** Short problem **
Find the line that contains "Target: girl's eye" and print it and every line after it, exactly, please.
——
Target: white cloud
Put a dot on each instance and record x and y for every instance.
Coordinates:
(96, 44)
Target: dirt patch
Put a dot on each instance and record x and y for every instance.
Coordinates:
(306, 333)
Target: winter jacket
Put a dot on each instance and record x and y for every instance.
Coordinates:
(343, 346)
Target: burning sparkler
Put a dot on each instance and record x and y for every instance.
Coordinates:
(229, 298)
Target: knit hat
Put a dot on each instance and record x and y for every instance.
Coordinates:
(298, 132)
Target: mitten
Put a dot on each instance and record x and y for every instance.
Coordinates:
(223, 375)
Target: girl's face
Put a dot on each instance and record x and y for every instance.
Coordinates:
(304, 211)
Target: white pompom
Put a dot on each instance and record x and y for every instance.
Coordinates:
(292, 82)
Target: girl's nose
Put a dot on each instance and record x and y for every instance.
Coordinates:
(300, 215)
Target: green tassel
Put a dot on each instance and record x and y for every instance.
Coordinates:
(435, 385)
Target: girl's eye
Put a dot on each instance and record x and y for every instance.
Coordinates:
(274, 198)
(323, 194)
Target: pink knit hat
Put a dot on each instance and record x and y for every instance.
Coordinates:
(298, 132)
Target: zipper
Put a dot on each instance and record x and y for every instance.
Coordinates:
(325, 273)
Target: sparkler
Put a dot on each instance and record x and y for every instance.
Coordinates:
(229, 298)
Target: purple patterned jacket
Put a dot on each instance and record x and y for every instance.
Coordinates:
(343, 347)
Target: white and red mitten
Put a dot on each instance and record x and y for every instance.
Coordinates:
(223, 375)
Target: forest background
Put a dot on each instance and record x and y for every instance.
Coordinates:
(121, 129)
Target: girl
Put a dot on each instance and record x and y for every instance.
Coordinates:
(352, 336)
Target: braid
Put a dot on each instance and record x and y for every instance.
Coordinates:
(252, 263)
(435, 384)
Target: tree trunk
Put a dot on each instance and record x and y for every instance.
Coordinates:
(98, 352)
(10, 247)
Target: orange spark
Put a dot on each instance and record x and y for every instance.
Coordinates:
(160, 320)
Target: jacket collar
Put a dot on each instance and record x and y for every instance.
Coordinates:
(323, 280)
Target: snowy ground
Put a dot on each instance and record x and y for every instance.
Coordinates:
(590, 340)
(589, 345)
——
** Complete output **
Target: girl's eye
Put a dot on each instance and record x and y for every instance.
Coordinates:
(274, 198)
(323, 194)
Target: pink knit hat
Put a dot on each instance and record x and y for every instance.
Coordinates:
(298, 132)
Target: zipper
Put a dot on each instance and record x and y for every instance.
Coordinates:
(325, 273)
Target: sparkler
Put a dot on each instance and record x and y for every instance.
Coordinates:
(229, 298)
Target: purple patterned jacket
Put a dot on each instance and record x and y for every instance.
Coordinates:
(343, 347)
Target: white and red mitten
Put a dot on each instance and record x and y for every instance.
Coordinates:
(223, 375)
Target: forest background
Put a dot on each instance and record x and y for every instance.
Coordinates:
(121, 129)
Target: girl
Put a dot on each instance and record x and y for every instance.
Coordinates:
(352, 336)
Target: braid
Put a dot on each instance and record x and y for every instance.
Coordinates:
(252, 263)
(435, 384)
Target: tree trunk
Put a dot on each instance and record x and y for every instance.
Coordinates:
(98, 352)
(10, 247)
Target: orange spark
Put a dot on each instance and record x and y for every instance.
Coordinates:
(160, 320)
Target: jacket collar
Put a dot on each instance and record x and y for every instance.
Coordinates:
(323, 280)
Target: snowy ground
Put a dot on each instance and record x and y for every instance.
Coordinates:
(590, 340)
(589, 345)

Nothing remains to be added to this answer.